*DIRECTIVE*. Exactly as they appear, copy the lines of the listing from the one containing "# test: pointer returns one pin per instance of the framed" through the final line, both included, and nothing else.

··· DATASET CONTENT ···

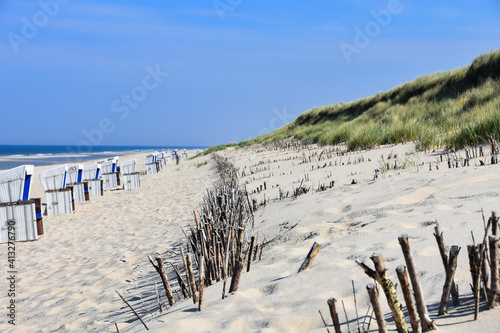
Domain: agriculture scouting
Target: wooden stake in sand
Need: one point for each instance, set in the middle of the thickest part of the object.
(373, 293)
(390, 293)
(238, 264)
(186, 270)
(161, 270)
(192, 281)
(332, 304)
(252, 241)
(438, 234)
(495, 288)
(482, 254)
(310, 257)
(410, 306)
(131, 308)
(450, 273)
(202, 282)
(425, 320)
(324, 322)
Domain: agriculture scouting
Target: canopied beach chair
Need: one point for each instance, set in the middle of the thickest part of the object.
(152, 165)
(184, 153)
(91, 175)
(20, 217)
(131, 178)
(59, 197)
(110, 173)
(75, 180)
(161, 158)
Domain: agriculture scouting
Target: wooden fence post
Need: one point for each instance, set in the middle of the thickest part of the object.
(310, 257)
(161, 270)
(390, 293)
(425, 320)
(410, 306)
(373, 294)
(450, 273)
(494, 288)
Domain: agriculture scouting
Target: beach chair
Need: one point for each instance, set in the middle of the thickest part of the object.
(75, 180)
(162, 158)
(110, 172)
(20, 217)
(152, 166)
(131, 178)
(91, 175)
(59, 197)
(184, 153)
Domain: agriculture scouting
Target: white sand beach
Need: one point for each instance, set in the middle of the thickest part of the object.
(67, 279)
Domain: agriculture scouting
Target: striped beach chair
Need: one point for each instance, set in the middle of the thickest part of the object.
(110, 173)
(91, 175)
(131, 179)
(20, 217)
(59, 197)
(75, 180)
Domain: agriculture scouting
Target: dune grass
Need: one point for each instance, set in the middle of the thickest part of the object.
(453, 109)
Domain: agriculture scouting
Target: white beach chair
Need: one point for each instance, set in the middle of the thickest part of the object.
(59, 197)
(110, 174)
(75, 180)
(91, 174)
(169, 156)
(150, 161)
(131, 178)
(20, 217)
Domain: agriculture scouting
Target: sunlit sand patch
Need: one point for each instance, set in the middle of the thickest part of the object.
(416, 196)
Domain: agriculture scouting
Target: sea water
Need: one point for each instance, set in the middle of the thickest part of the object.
(12, 156)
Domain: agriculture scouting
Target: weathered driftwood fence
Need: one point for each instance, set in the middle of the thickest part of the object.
(484, 272)
(218, 243)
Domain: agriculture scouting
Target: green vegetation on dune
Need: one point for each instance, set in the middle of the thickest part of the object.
(454, 108)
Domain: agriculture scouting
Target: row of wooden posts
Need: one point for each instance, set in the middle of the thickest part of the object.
(216, 243)
(484, 272)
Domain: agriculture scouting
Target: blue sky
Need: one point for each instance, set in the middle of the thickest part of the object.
(208, 72)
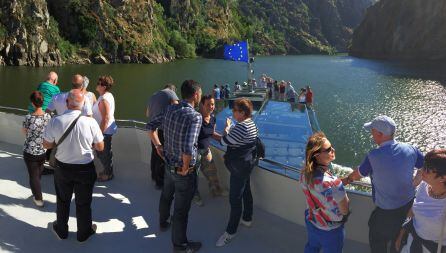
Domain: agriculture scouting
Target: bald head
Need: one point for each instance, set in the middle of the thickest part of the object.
(52, 77)
(77, 81)
(75, 99)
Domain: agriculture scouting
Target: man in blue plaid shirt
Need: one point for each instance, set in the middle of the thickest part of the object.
(181, 124)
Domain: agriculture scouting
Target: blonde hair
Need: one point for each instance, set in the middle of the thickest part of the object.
(314, 145)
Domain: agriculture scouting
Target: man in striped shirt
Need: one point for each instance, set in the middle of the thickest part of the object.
(181, 125)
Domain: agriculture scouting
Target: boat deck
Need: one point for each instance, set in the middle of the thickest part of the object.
(125, 210)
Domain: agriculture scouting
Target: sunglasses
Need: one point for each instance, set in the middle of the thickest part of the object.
(428, 170)
(327, 150)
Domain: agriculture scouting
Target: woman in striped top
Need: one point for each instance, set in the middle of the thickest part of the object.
(240, 160)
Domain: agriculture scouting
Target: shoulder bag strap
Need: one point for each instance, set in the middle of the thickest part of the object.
(440, 240)
(68, 130)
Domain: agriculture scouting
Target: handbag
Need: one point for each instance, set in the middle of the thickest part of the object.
(52, 161)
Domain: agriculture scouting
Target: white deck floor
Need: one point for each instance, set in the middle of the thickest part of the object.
(126, 212)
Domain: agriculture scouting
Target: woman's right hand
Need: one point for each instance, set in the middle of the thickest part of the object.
(399, 239)
(228, 122)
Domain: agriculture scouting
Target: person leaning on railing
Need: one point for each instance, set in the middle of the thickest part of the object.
(205, 163)
(426, 220)
(33, 151)
(103, 113)
(391, 167)
(181, 124)
(240, 159)
(327, 201)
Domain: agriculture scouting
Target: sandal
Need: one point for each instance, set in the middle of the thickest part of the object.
(104, 177)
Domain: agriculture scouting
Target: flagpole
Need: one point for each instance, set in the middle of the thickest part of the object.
(250, 72)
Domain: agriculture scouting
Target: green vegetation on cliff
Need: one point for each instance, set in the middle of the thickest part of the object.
(154, 31)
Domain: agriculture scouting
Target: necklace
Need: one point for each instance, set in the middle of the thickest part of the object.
(435, 196)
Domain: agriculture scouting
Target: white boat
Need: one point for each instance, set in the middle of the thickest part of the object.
(126, 208)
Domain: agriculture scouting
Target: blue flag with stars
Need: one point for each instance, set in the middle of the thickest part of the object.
(237, 52)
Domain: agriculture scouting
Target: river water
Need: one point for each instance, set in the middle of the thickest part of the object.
(348, 92)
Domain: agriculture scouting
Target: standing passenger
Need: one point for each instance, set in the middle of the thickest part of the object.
(276, 90)
(48, 89)
(206, 164)
(59, 102)
(327, 201)
(76, 172)
(158, 104)
(181, 125)
(427, 218)
(91, 96)
(240, 159)
(217, 92)
(391, 168)
(282, 88)
(309, 97)
(33, 151)
(103, 113)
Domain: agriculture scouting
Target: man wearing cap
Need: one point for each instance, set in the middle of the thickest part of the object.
(391, 168)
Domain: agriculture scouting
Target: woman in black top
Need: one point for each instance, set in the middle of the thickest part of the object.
(205, 162)
(240, 160)
(33, 151)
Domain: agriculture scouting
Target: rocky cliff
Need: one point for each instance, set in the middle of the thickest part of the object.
(24, 37)
(51, 32)
(398, 29)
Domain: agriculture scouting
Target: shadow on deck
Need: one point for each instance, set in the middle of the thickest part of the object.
(126, 212)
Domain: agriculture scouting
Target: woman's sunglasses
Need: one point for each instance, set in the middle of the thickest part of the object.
(327, 150)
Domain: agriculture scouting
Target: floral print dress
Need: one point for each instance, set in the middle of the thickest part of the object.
(35, 125)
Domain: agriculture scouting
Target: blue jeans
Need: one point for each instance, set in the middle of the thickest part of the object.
(239, 190)
(183, 188)
(106, 155)
(330, 241)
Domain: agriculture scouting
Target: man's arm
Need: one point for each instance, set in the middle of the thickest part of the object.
(152, 126)
(354, 176)
(153, 135)
(192, 133)
(99, 146)
(48, 145)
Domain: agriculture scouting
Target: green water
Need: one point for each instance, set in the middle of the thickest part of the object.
(348, 92)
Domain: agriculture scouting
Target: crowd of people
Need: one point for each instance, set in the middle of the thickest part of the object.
(82, 126)
(407, 200)
(410, 212)
(285, 91)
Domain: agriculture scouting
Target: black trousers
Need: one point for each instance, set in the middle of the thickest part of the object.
(157, 163)
(106, 155)
(239, 192)
(34, 164)
(384, 227)
(183, 188)
(80, 179)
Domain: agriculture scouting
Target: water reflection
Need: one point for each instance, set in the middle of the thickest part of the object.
(347, 92)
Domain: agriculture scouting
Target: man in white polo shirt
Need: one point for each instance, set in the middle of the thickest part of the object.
(76, 172)
(59, 102)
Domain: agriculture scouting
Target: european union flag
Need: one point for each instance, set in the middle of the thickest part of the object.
(237, 52)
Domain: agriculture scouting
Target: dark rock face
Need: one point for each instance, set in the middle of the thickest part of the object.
(398, 29)
(51, 32)
(24, 39)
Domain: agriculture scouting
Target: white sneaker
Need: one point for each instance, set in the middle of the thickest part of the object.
(224, 239)
(247, 224)
(38, 203)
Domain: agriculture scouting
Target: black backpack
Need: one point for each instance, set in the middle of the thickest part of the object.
(260, 149)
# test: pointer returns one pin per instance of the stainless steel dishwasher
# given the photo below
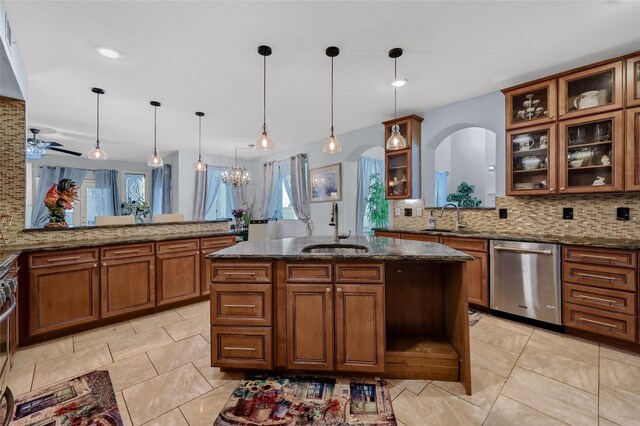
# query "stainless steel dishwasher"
(525, 280)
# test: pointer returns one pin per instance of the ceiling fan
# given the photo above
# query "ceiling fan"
(36, 148)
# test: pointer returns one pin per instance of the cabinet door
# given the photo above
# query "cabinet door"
(63, 296)
(531, 161)
(128, 285)
(309, 326)
(591, 91)
(360, 337)
(477, 281)
(531, 105)
(633, 81)
(632, 166)
(591, 154)
(177, 276)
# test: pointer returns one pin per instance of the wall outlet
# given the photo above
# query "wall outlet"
(567, 213)
(622, 213)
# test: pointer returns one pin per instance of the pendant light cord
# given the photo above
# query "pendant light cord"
(332, 96)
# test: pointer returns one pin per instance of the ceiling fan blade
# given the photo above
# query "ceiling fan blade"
(66, 151)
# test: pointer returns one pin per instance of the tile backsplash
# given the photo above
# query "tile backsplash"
(593, 215)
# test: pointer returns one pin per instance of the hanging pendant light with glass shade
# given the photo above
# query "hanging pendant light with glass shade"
(264, 141)
(97, 153)
(396, 140)
(237, 176)
(155, 160)
(332, 145)
(200, 165)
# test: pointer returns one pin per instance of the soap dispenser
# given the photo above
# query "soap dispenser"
(431, 221)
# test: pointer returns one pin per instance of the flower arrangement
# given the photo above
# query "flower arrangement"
(59, 198)
(140, 209)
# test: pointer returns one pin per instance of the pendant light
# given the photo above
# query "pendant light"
(97, 153)
(155, 160)
(199, 165)
(264, 141)
(396, 140)
(332, 145)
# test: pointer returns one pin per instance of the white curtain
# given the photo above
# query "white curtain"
(298, 190)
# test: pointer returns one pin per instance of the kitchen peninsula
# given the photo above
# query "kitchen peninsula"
(370, 305)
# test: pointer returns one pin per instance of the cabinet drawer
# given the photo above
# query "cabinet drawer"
(309, 273)
(609, 324)
(610, 300)
(119, 252)
(62, 257)
(421, 237)
(463, 244)
(599, 276)
(242, 347)
(178, 245)
(596, 256)
(241, 304)
(360, 273)
(209, 245)
(239, 272)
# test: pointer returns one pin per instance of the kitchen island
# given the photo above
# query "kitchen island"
(371, 306)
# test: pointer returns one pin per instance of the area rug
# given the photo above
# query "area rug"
(474, 317)
(84, 400)
(301, 400)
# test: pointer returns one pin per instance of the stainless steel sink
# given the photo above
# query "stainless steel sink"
(335, 248)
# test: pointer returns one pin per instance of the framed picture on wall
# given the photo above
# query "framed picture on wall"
(326, 183)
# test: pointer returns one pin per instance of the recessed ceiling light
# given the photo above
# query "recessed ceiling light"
(399, 82)
(109, 53)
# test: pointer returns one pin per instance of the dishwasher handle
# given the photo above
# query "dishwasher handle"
(523, 250)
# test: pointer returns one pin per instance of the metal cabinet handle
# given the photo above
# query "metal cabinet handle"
(606, 324)
(601, 277)
(597, 299)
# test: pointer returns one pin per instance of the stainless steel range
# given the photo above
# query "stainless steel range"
(8, 302)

···

*RIGHT ANSWER*.
# test: pointer returns one pin per instance of the framed picture on wall
# given the photo above
# query "framed picture on wall"
(326, 183)
# test: pointer returns one pin per instance of the recessed ceiling light
# given the photo above
# query "recessed ceiling light"
(399, 82)
(109, 53)
# test: pointer returns one pin per instance of the dishwasher handle
# given the photo above
# query "dishwasher handle"
(523, 250)
# test: pointer returns one pin per instance of the metal cabinet handle
# given the photo above
# query "metal cabinet handle"
(606, 324)
(601, 277)
(597, 299)
# test: pointer returns one pin per instance of the stainless steel range
# given the photo above
# query "stainless steel range"
(8, 302)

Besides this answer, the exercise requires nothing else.